= Requirement =
Locate every line in the entries below that contains the string "bounding" and copy each one.

= The input =
<<<<

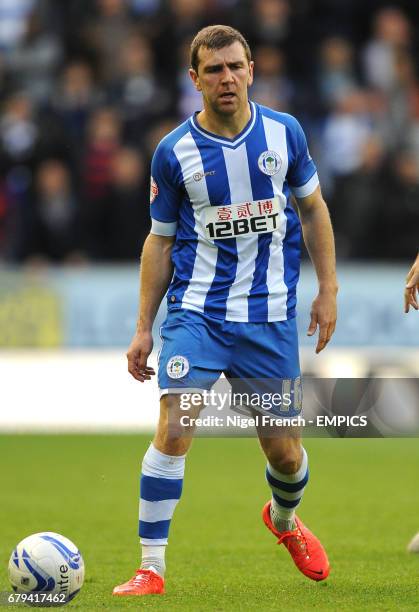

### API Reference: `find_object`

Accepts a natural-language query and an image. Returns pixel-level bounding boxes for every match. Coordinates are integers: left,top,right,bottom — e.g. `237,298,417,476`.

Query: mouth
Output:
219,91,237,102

>>>>
<<<<

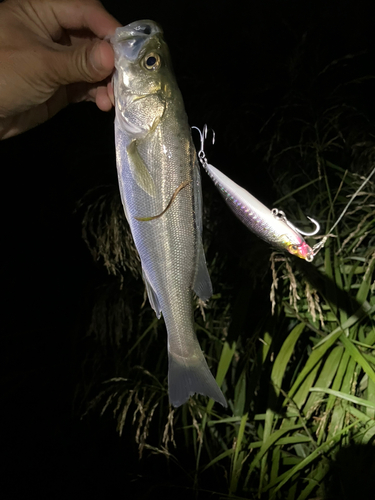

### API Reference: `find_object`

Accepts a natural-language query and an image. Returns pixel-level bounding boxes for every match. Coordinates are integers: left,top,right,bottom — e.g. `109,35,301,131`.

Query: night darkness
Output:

>>>>

= Response =
Accepts a natural-language query and an image. Returns pixel-level bounding boxes for every match. Coordinates are integers: left,top,right,bottom — e.g. `237,298,417,476`.
Accepts a natural-language query and an image. Returns pixel-level bounding boxes for every match. Coordinates are integers: left,top,right,bottom — e.g. `109,35,301,131`.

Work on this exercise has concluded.